Член Политбюро Андрей Андреевич Громыко, напевающий «всё идет по плану, всё идет по плану» задолго до Егора Летова.
Владимир Путин, не аннексирующий Крым, а благословляющий независимость Калининграда.
Дмитрий Медведев, уговаривающий на Святой земле чудом выжившего после нападения журналиста не лезть в закоулки советской истории – такого мы еще не читали.
Впрочем, читали что-то весьма похожее и, кажется, не по одному разу.
Прежде Олег Кашин – в литераторской ипостаси – никак не давал повода полагать его учеником и адептом классика постмодерна Владимира Сорокина. При этом Кашин – на свой инфантильный манер – умеет быть в русле передовых настроений и одновременно плыть против течения. Это его свойство и проявилось в новом литературном послушании, «у Сорокина».
В свежем сочинении «Горби-дрим» – издатели, да, видимо, и автор определили его жанр как «книга», — Сорокин возникает уже в конспирологическом предисловии Ильи Данишевского (хотя интонация там, скорее, пелевинская). Дальше – гуще; в приемах, персонажах, нарочито неряшливой композиции легко считываются романы Владимира Георгиевича. В хронологическом порядке: «Голубое сало», «Лёд», «Теллурия».

• _ЧТО НУЖНО СДЕЛАТЬ_
**a)** Переведите на английский язык предложение из отрывка: «Впрочем, читали что-то весьма похожее и, кажется, не по одному разу».
**b)** Кратко ответьте на вопросы по отрывку.
(i) Где Дмитрий Медведев уговаривает журналиста не лезть в закоулки советской истории?
(ii) Кто написал предисловие к «Горби-дрим»?
(iii) Какие романы Сорокина перечислены в последнем предложении?

• _ИМЕЮЩИЕСЯ ДАННЫЕ_
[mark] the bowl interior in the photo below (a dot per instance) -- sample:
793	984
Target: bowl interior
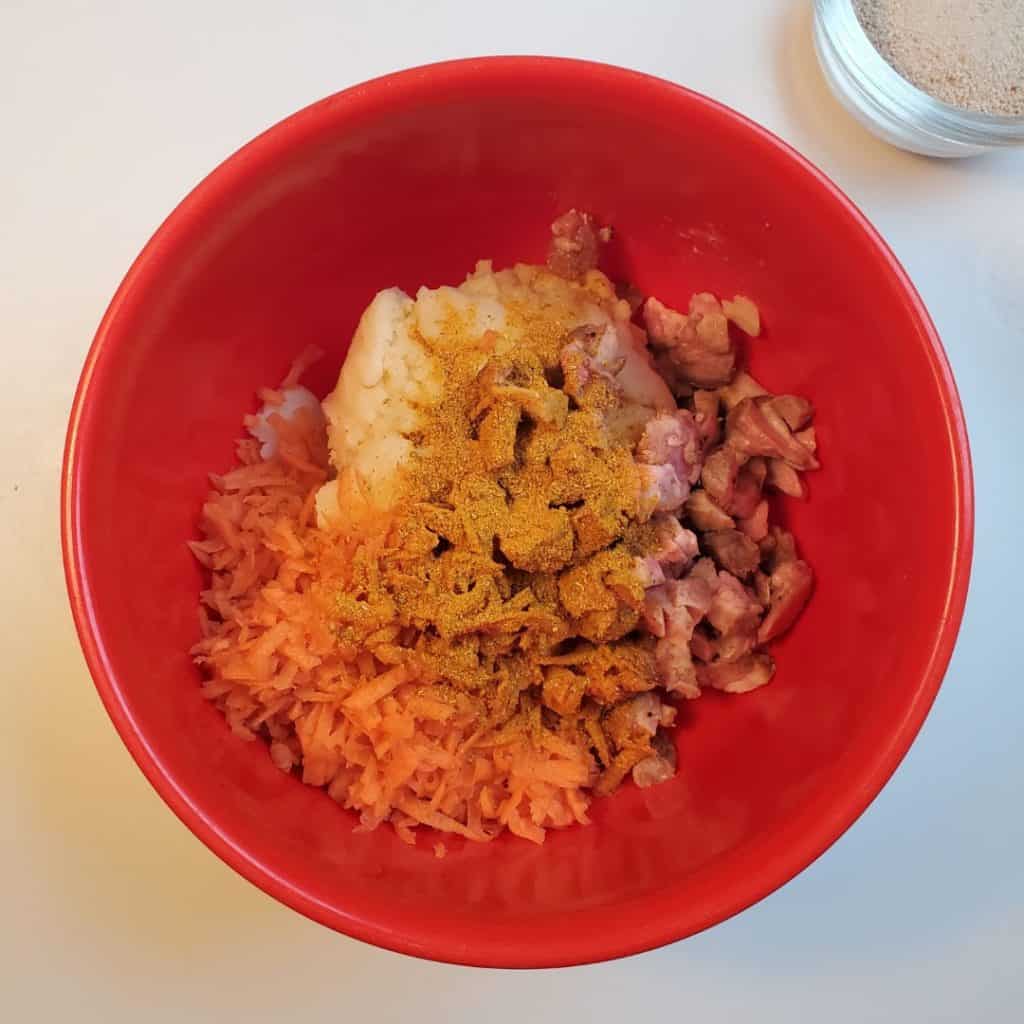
409	182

• _ОТВЕТЫ_
**a)** However, we have read something very similar, and apparently more than once.

**b)**
(i) На Святой земле.
(ii) Илья Данишевский.
(iii) «Голубое сало», «Лёд», «Теллурия».